→ **ENUNCIADO 1**
Reúne y copia sin cambios cada línea de los registros que contenga la cadena "handrail". Se distinguen mayúsculas y minúsculas.

===== FRAGMENTO SELECCIONADO

20 de noviembre, Día internacional de los derechos del niño. Empezamos bien.
Sí, ya sé que la convención peina canas, pero digo yo que desde el 20 de noviembre de 1989 hasta ahora, ha habido tiempo suficiente para cambiarle el nombre. Sobre todo si tenemos en cuenta que en 2015, la Asamblea General de la ONU aprobó la Agenda 2030 para el Desarrollo Sostenible, en cuyo objetivo número 5 «Lograr la igualdad entre los géneros y empoderar a todas las mujeres y las niñas», especifica que «[…] A pesar de estos logros, todavía existen muchas dificultades: las leyes y las normas sociales discriminatorias continúan siendo generalizadas, las mujeres siguen estando infrarrepresentadas a todos los niveles de liderazgo político[…]». En fin. Obviamente, no es esto lo más grave de la situación en el mundo de niñas, adolescentes, jóvenes, adultas y mayores, mujeres todas ellas. Pero no estar presentes en los textos, en el lenguaje, sigue contribuyendo a no estar presentes en el imaginario colectivo; y lo que me parece más importante, contribuye a no estar presentes en el diseño y puesta en marcha de las políticas públicas. Las mismas chicas y chicos que participaron en el VI Encuentro Estatal de Consejos de Participación Infantil y Adolescente, celebrado online hace escasas semanas (el pasado mes de octubre), al revisar los ODS, recogían sus conclusiones y propuestas en el Manifiesto de infancia y adolescencia 2020. Desde el tejido asociativo llevamos años incorporando esta perspectiva en nuestras hojas de ruta. En cada acción, en cada proceso. Por eso, nosotras conmemoramos hoy, en su completa diversidad, el Día Universal de la Infancia.

==========
===== DATOS DEL EJERCICIO

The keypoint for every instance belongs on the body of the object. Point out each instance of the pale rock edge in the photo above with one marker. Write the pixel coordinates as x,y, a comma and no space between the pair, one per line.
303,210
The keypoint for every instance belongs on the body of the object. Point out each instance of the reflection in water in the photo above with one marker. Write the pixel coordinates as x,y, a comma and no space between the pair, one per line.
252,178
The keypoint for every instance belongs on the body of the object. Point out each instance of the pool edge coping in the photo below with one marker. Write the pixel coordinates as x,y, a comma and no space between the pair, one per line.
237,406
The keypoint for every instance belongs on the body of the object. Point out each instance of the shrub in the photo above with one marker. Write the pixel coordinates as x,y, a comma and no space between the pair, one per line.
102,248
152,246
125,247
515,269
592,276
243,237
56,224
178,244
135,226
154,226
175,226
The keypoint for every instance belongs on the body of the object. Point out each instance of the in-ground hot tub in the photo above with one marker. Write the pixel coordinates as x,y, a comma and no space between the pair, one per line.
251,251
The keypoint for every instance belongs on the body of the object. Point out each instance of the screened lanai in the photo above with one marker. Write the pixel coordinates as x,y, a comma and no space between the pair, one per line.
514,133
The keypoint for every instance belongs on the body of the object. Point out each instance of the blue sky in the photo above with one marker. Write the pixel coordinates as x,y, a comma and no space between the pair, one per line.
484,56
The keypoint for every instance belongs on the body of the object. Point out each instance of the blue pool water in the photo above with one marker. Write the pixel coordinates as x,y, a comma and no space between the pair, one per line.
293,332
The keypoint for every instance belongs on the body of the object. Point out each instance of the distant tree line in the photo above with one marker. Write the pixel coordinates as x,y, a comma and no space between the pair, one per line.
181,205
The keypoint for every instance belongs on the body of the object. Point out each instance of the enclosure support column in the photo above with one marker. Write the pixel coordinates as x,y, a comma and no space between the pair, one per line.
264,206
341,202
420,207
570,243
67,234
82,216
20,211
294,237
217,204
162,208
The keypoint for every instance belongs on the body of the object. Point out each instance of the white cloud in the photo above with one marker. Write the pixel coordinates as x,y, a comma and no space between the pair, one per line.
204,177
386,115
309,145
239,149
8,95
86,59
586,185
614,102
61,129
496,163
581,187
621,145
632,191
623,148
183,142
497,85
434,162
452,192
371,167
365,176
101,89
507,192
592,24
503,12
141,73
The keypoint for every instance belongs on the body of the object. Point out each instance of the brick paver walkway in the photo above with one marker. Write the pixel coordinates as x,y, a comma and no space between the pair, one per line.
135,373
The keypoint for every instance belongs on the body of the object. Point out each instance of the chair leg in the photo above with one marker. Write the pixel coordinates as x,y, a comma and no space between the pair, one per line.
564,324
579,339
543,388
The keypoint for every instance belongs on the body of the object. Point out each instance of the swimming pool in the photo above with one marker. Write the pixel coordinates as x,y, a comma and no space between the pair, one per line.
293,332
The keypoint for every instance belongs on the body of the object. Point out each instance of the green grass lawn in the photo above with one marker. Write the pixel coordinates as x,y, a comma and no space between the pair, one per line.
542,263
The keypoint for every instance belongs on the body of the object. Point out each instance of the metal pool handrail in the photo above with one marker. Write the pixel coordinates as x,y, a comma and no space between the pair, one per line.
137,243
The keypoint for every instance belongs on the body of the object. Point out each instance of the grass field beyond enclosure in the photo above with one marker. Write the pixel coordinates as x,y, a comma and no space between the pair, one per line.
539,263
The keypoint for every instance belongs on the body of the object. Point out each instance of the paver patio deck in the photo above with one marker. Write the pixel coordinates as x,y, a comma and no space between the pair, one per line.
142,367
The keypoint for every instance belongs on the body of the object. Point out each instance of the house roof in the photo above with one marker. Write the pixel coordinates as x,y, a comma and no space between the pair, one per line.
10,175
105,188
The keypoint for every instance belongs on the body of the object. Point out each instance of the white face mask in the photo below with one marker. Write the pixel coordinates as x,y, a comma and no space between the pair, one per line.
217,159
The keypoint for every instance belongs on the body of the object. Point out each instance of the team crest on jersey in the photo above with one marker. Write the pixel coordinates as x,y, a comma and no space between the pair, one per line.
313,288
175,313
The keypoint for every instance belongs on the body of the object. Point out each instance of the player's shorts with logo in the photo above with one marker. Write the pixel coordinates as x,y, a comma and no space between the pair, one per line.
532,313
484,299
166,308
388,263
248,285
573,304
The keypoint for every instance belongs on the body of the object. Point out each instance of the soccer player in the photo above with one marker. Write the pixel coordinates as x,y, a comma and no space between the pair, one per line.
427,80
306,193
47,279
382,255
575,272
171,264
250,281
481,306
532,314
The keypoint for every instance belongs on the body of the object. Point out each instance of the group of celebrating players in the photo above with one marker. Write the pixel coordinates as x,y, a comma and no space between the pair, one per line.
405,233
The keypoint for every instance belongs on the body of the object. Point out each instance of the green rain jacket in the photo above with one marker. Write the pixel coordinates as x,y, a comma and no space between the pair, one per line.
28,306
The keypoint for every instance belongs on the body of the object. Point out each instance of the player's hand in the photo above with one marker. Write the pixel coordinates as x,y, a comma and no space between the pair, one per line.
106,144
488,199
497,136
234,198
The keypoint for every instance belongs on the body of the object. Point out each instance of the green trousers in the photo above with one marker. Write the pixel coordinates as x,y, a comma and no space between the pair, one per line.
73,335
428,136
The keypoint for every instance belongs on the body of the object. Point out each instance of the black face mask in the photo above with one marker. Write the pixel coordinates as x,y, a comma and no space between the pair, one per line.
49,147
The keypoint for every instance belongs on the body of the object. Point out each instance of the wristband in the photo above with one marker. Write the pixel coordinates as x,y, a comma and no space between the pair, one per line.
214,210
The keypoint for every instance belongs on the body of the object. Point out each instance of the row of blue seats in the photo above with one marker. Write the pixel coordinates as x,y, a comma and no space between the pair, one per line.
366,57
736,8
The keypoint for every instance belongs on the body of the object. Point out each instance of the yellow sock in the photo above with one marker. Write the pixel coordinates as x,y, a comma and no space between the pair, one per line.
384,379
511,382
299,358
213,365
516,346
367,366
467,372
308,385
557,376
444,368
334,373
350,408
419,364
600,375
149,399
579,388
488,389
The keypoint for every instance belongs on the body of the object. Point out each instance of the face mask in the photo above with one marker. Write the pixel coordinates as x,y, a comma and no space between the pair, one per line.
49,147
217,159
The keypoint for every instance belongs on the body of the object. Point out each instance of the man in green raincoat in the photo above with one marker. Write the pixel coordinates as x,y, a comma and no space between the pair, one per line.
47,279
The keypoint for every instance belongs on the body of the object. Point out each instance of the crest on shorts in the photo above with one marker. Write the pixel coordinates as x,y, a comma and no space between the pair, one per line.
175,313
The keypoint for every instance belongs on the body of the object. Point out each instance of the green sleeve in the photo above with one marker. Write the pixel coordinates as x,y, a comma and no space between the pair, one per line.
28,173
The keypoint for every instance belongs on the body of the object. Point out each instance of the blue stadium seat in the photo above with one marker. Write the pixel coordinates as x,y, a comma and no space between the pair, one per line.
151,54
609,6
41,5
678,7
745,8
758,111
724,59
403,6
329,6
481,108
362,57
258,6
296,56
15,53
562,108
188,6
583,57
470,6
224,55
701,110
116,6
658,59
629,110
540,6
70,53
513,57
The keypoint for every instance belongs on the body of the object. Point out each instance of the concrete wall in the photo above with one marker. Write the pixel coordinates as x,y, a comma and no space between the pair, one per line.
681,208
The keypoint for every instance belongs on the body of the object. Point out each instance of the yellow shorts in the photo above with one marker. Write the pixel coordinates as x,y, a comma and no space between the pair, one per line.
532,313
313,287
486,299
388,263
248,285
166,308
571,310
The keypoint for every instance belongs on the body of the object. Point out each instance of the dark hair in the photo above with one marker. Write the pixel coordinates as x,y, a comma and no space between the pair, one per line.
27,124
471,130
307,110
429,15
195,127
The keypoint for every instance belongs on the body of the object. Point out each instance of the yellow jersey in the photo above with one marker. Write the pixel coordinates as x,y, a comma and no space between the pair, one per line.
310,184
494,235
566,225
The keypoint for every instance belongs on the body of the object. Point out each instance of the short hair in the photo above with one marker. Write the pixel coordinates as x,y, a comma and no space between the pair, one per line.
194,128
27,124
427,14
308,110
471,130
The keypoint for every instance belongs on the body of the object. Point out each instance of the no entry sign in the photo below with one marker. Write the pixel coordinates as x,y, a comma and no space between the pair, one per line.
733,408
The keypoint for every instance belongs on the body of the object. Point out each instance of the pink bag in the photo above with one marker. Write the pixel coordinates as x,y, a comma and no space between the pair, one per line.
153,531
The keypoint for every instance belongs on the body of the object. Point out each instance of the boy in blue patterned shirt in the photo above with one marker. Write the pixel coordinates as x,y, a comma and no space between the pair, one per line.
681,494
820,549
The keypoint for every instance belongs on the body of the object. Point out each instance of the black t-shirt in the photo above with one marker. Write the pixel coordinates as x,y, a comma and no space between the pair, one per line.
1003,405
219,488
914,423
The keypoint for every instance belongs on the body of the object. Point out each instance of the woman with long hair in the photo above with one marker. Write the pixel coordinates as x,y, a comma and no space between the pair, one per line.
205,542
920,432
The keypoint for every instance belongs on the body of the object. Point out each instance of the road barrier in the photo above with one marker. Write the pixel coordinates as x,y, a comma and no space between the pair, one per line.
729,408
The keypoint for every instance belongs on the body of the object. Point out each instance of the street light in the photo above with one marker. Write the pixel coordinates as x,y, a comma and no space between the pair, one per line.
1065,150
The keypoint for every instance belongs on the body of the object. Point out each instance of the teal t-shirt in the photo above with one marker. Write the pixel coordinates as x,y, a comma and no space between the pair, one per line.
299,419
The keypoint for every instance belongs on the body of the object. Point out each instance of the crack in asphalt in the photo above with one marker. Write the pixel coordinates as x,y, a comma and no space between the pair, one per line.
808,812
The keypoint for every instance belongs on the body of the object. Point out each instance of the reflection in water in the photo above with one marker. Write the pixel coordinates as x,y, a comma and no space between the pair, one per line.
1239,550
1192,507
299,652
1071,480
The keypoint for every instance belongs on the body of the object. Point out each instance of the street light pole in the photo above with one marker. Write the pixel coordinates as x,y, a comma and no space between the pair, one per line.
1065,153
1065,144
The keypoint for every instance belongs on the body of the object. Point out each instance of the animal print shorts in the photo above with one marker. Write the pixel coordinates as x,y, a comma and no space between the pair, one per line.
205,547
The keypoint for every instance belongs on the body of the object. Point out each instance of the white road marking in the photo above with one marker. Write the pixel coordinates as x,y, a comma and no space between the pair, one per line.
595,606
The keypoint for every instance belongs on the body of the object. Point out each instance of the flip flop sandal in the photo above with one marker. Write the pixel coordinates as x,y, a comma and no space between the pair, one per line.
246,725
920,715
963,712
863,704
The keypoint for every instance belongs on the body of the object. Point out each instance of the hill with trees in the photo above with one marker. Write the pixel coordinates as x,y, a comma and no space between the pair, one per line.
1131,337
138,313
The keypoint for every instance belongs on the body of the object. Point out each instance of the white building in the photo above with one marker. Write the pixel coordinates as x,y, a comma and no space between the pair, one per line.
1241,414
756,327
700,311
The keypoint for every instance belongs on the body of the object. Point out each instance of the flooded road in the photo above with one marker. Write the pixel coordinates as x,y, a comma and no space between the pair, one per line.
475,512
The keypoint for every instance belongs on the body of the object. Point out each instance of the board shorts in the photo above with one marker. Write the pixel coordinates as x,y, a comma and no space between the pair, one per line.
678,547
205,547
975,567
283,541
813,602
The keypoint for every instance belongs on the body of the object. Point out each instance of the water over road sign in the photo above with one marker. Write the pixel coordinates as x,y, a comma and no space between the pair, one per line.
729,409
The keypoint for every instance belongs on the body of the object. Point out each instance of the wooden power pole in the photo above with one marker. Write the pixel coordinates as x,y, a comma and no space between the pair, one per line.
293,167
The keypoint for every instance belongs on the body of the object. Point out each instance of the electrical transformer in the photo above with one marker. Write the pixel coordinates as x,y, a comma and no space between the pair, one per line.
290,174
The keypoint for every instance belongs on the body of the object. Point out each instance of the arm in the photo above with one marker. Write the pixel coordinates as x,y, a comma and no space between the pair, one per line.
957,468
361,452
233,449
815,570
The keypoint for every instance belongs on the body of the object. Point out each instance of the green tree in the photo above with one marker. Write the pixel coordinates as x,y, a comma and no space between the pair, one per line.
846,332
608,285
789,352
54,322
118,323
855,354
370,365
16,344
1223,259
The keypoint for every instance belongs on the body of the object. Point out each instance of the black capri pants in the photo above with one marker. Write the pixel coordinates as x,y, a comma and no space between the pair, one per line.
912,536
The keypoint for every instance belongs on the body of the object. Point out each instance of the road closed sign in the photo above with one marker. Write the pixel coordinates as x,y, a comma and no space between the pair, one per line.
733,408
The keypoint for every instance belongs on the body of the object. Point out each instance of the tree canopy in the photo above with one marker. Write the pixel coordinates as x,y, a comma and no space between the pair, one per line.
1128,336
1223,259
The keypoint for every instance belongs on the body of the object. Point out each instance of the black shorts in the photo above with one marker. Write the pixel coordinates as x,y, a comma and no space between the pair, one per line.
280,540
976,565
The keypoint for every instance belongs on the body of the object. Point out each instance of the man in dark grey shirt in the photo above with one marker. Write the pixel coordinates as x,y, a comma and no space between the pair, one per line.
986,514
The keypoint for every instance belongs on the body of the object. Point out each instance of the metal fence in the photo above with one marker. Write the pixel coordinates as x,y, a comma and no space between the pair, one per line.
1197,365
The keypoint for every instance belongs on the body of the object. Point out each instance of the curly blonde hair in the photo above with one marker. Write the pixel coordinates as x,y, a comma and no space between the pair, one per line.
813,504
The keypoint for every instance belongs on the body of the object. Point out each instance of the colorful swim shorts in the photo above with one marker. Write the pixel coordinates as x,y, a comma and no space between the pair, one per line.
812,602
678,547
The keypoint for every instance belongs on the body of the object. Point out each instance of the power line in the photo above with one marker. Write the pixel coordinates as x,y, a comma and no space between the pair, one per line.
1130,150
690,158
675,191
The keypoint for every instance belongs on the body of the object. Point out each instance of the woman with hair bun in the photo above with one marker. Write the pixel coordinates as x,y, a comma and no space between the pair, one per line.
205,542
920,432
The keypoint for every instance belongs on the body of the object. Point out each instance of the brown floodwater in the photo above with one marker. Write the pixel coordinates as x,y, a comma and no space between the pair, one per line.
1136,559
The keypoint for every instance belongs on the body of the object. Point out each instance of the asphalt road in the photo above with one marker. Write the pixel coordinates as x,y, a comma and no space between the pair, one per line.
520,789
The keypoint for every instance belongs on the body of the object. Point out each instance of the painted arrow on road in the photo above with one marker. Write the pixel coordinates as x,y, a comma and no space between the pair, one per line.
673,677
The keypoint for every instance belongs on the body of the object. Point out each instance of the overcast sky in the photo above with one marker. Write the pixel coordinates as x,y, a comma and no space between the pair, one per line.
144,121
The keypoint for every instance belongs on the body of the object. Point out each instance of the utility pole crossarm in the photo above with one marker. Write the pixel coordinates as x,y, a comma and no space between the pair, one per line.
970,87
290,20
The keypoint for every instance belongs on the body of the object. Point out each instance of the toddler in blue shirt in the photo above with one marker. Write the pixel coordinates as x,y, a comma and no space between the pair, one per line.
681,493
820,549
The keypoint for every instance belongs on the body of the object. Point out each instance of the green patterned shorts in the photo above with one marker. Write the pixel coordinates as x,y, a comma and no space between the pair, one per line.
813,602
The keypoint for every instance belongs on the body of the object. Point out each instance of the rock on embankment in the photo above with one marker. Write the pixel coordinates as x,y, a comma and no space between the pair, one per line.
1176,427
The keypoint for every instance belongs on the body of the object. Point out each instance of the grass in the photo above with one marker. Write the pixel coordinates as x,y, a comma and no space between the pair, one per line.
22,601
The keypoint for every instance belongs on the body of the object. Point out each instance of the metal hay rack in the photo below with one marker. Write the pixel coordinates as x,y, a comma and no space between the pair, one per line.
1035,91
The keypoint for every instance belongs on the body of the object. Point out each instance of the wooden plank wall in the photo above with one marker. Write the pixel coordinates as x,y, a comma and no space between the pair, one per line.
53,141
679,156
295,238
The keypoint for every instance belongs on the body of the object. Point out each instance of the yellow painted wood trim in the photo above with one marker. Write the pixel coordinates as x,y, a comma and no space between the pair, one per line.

==========

→ **ENUNCIADO 2**
Contesta estas preguntas sobre el fragmento seleccionado:
(a) ¿En qué año aprobó la Asamblea General de la ONU la Agenda 2030 para el Desarrollo Sostenible?
(b) ¿En qué documento recogieron sus conclusiones y propuestas las chicas y chicos del VI Encuentro Estatal de Consejos de Participación Infantil y Adolescente?
(c) ¿Qué día dicen conmemorar hoy las autoras al final del fragmento?

→ **RESULTADO FINAL 1**
The keypoint for every instance belongs on the body of the object. Point out each instance of the metal pool handrail in the photo above with one marker. Write the pixel coordinates as x,y, a comma and no space between the pair, one per line.

→ **RESULTADO FINAL 2**
(a) En 2015.
(b) En el Manifiesto de infancia y adolescencia 2020.
(c) El Día Universal de la Infancia.